▶ _Richiesta scritta_: Scrivi il seguito della recensione al libro di Giorgio Ieranò su Atene, per favore, ripartendo subito dopo l'ultima frase riportata.

▶ _Testo selezionato_:
---

Giorgios Seferis – fonte: Puntogrecia.gr; Foto: © Anna Londou Archivio Fotografico di Ghiorgos Seferis, Fondazione Culturale della Banca Nazionale di Grecia (© Άννα Λόντου, Φωτογραφικό Αρχείο Γιώργου Σεφέρη/ Μορφωτικό Ίδρυμα Εθνικής Τραπέζης).

Devo ammettere che non conoscevo questa citazione, che trovo bellissima, ma l’ho scoperta da poco leggendo il più recente libro di Giorgio Ieranò, Atene. Il racconto di una città, Einaudi, Torino 2022. E se l’ho posta all’inizio della mia recensione è perché mi pare – per certi versi – un po’ il filo conduttore di questo splendido volume.
I «ruderi» di Atene, infatti – attraverso i quali Ieranò ci guida con un brio che sprizza cultura e rifugge invece l’inutile erudizione – sono davvero vivi in quanto costituiscono ciò che resta di un mondo irripetibile al quale noi moderni spesso abbiamo provato a ricollegarci o che abbiamo tentato di emulare: ciò proprio per non sentirci, noi stessi, «ruderi», ma esseri vivificati (mi scuso dell’insistenza lessicale) dalla forza di quella tradizione.

Tra passato e presente

Il libro propone così una sorta di dialogo permanente tra passato e presente, in quanto il suo autore indaga in diversi capitoli alcuni luoghi o monumenti particolarmente evocativi dell’Atene classica (l’Areopago, l’Acropoli con l’Eretteo e il Partenone, il Teatro di Dioniso, l’Agorà, il Theseion ecc.), ma anche gli ambienti che hanno caratterizzato la città in epoca romana (soprattutto adrianea), bizantina, ottomana, e ottocentesca, con frequenti blitz nella contemporaneità. Perché Atene è Atene, e dunque ogni suo metro quadro va letto muovendo dal mito e dall’archeologia (argomenti che Ieranò “possiede” con sicurezza accademica) ma anche – lo ribadisco – osservando quanto quel mito e quell’archeologia abbiano condizionato chi nei secoli si è imbattuto in loro.

---

Alcuni record
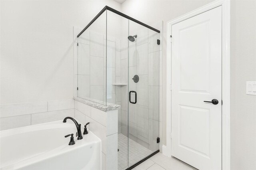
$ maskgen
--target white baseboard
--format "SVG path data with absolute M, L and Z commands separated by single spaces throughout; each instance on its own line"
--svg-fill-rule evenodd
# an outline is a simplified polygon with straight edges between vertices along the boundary
M 168 156 L 168 152 L 167 152 L 167 148 L 166 148 L 166 146 L 165 145 L 162 145 L 162 154 L 166 156 Z

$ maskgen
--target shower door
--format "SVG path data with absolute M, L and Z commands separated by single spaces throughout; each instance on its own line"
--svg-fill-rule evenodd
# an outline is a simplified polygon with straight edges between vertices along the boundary
M 159 33 L 129 21 L 128 166 L 159 150 Z

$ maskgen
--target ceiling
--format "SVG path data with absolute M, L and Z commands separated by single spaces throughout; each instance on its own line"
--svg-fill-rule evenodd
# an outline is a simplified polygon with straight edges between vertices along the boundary
M 114 0 L 117 2 L 119 3 L 120 4 L 122 4 L 123 2 L 125 1 L 125 0 Z

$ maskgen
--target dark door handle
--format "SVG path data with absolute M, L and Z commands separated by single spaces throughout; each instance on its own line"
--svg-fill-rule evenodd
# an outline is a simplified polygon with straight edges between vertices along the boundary
M 217 104 L 218 104 L 219 103 L 219 101 L 218 101 L 218 100 L 217 100 L 217 99 L 213 99 L 212 100 L 212 101 L 204 101 L 204 102 L 211 103 L 212 103 L 214 105 L 217 105 Z
M 131 101 L 131 93 L 135 93 L 135 101 L 134 102 Z M 132 104 L 136 104 L 137 103 L 137 93 L 135 91 L 130 91 L 129 92 L 129 101 Z

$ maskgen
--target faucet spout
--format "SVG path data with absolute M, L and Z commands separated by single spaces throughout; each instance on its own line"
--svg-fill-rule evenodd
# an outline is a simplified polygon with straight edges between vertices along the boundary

---

▶ _Esito del compito_:
Da Lord Byron, che si sentiva partecipe attivo di quel passato e pertanto avversò il suo connazionale Lord Elgin che “spoliava” i marmi del Partenone, a Sigmund Freud, Le Corbusier, Albert Camus, diversamente turbati dall’ascesa sull’Acropoli, a Isadora Duncan che danzava nel teatro di Dioniso come se fosse stata rapita dalla “macchina del tempo”: e l’elenco potrebbe davvero essere assai più lungo,  e comprende in fondo tutti noi che, da studiosi appassionati o da turisti distratti, ne abbiamo calpestato il suolo.

Il Partenone

L’idea di Ieranò, insomma, è quella di proporci una città che è «come un palinsesto, un manoscritto cancellato e riscritto più volte», che se muove senz’altro dalla classicità non si può fermare lì, perché «molte cose di Atene non si possono comprendere se si ignorano, per esempio, la tradizione bizantina oppure la tumultuosa riscoperta, se non addirittura reinvenzione, di un’identità greca moderna dopo la lunga dominazione ottomana» (p. 8).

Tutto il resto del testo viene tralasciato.